> _TASK TO COMPLETE_
For the material below, return exactly the lines starting at the line containing "Target: yellow metal fence" and ending at the line containing "Target: alpaca nose", both ends included, and no others.

> _DATA FOR ANALYSIS_
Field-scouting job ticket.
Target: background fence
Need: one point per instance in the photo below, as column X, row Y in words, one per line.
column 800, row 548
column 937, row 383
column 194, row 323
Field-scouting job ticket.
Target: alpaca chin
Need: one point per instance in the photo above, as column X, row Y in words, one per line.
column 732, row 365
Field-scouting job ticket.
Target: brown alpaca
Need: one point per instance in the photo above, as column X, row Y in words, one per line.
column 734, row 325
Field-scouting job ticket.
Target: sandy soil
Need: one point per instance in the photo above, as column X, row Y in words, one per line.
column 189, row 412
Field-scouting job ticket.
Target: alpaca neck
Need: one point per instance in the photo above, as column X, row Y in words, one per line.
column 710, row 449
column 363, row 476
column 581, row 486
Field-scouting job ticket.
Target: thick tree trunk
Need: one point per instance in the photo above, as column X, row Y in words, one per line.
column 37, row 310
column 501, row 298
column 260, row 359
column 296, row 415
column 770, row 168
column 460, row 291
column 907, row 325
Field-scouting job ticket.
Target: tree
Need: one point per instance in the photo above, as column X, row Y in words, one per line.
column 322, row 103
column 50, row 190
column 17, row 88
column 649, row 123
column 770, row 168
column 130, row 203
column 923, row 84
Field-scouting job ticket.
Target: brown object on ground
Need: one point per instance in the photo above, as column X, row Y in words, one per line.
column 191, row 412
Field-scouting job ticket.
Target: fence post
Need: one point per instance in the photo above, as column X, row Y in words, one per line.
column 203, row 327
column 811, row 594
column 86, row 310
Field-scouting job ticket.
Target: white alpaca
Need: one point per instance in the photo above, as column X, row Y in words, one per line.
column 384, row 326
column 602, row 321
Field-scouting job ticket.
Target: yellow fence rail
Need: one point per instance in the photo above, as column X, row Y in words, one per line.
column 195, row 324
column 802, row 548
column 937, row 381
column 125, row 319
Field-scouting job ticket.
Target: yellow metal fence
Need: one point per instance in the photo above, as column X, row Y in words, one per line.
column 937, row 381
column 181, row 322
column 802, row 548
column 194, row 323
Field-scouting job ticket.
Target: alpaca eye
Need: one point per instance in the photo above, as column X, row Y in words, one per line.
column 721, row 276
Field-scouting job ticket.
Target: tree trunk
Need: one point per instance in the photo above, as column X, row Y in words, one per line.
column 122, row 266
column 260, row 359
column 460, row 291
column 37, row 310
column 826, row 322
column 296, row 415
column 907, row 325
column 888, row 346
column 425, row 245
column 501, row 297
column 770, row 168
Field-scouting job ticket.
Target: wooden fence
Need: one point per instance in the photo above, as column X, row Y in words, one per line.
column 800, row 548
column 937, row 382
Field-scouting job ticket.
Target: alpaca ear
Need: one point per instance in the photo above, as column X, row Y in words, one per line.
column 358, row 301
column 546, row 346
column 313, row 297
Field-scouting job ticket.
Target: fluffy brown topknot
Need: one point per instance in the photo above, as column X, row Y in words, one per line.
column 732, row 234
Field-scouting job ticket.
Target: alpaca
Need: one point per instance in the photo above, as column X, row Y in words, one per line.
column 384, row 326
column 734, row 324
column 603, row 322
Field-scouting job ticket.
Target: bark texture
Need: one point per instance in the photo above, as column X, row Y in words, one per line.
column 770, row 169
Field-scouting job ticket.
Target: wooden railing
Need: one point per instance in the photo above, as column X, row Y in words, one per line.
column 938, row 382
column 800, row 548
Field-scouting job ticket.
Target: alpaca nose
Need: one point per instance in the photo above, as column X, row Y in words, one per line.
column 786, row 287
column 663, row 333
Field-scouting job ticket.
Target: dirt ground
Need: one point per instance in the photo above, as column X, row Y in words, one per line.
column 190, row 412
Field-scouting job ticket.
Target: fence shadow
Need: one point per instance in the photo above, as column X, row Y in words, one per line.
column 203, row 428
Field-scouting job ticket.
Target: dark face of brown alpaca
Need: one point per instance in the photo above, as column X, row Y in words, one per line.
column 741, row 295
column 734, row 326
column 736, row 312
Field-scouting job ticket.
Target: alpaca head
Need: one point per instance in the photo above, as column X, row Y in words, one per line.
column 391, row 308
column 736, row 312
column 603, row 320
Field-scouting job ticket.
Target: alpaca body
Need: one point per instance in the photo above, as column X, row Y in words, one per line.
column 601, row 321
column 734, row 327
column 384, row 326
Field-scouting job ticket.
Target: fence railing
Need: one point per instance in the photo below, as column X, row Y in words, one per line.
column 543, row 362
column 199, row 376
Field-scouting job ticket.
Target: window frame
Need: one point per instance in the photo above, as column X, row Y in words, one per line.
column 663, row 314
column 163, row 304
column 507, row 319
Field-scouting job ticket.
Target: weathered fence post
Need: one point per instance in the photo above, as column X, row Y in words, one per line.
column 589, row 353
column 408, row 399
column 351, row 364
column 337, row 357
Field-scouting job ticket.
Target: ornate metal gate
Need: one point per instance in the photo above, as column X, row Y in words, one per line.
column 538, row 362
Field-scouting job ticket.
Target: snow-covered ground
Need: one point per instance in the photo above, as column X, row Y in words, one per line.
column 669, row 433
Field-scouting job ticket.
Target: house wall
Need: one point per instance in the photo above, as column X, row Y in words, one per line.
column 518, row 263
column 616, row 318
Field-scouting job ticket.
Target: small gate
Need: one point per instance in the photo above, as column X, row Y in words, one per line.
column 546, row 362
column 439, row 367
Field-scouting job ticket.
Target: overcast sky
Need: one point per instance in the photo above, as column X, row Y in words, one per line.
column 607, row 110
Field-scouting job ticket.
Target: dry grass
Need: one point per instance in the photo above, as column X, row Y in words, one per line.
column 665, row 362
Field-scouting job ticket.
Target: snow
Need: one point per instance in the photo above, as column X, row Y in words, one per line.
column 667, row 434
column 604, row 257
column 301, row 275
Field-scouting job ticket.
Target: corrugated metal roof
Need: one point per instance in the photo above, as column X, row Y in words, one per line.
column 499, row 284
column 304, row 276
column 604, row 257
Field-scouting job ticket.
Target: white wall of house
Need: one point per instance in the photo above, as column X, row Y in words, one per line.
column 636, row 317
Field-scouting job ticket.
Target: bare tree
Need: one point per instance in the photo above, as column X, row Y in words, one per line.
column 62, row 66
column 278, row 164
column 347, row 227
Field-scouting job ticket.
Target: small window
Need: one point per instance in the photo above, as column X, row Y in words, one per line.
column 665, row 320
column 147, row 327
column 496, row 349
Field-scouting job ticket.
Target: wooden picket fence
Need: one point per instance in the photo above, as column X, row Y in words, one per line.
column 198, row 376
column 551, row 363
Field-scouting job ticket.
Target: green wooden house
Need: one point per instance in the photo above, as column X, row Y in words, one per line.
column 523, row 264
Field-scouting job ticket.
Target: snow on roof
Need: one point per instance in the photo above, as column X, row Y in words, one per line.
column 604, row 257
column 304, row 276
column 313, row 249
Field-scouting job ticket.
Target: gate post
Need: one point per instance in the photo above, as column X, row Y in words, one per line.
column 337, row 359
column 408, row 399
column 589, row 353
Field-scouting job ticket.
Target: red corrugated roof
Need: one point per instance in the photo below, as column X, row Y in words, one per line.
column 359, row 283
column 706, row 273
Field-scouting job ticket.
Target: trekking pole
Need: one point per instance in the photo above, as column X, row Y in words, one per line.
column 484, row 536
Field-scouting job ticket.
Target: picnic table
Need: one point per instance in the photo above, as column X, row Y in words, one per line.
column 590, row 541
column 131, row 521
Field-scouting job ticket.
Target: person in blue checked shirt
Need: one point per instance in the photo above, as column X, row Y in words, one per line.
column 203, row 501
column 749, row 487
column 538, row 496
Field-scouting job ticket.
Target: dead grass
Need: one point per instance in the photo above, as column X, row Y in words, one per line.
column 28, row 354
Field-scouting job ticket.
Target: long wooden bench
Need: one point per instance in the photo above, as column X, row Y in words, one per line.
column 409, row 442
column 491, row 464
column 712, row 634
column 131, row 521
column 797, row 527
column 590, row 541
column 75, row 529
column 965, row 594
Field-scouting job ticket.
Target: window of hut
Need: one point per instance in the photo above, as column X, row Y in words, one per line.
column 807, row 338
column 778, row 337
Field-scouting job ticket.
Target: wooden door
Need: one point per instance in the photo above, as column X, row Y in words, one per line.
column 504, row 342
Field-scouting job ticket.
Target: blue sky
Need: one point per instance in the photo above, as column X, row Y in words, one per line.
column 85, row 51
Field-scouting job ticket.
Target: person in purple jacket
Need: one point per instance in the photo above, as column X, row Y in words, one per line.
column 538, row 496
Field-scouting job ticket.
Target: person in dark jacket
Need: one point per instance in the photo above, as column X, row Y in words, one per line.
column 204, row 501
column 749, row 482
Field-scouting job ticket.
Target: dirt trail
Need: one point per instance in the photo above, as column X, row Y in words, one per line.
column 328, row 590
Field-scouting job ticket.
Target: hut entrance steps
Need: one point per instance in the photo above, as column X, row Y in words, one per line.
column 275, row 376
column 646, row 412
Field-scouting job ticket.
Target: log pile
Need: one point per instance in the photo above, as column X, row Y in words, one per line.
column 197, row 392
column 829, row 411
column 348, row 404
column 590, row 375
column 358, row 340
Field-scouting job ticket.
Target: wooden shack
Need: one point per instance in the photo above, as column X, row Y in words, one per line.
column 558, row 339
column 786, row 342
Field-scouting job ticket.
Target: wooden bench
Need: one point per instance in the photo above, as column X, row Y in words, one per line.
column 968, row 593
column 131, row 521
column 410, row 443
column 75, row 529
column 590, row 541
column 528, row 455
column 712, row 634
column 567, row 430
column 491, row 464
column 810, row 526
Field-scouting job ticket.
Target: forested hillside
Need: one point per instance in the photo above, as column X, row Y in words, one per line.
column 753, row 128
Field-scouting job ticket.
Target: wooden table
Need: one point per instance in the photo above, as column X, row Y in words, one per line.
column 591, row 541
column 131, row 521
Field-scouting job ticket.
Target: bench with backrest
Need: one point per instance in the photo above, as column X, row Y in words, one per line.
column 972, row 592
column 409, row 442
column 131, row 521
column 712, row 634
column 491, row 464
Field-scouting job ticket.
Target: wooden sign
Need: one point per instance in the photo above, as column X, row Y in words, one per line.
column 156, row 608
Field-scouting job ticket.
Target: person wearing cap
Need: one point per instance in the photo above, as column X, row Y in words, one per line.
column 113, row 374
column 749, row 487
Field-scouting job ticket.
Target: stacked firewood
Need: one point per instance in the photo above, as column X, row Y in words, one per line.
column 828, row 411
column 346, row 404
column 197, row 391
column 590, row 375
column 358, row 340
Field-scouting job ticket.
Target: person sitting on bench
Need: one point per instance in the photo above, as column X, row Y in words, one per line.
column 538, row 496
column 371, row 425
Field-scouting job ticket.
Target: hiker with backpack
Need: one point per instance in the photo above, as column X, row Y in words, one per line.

> _WRITTEN ANSWER_
Target: yellow metal fence
Need: one point per instance in the photo above, as column X, row Y in words, one per line.
column 937, row 381
column 181, row 322
column 802, row 548
column 194, row 323
Field-scouting job ticket.
Target: alpaca eye
Need: one point per instance in the photo above, as column X, row Y in words, one per line.
column 721, row 276
Field-scouting job ticket.
Target: tree trunk
Need: one point per instance in the photo above, as column X, row Y in words, one per line.
column 122, row 266
column 260, row 359
column 460, row 291
column 37, row 310
column 826, row 322
column 296, row 415
column 907, row 325
column 888, row 346
column 425, row 245
column 501, row 297
column 770, row 168
Field-scouting job ticket.
Target: wooden fence
Need: one point per instance in the photo above, as column X, row Y in words, one per line.
column 800, row 548
column 937, row 382
Field-scouting job ticket.
Target: alpaca ear
Need: one point per instance in the photo above, as column X, row Y in words, one per line.
column 358, row 301
column 546, row 346
column 313, row 297
Field-scouting job ticket.
Target: fluffy brown topknot
Need: one point per instance in the photo above, as column X, row Y in words, one per line.
column 732, row 234
Field-scouting job ticket.
Target: alpaca
Need: one point per instance in the photo above, as column X, row Y in words, one per line.
column 384, row 326
column 734, row 324
column 603, row 322
Field-scouting job ticket.
Target: bark texture
Need: one point per instance in the photo above, as column X, row Y in words, one per line.
column 770, row 169
Field-scouting job ticket.
Target: wooden railing
Need: one point per instance in the photo above, as column X, row Y in words, one per line.
column 938, row 382
column 800, row 548
Field-scouting job ticket.
Target: alpaca nose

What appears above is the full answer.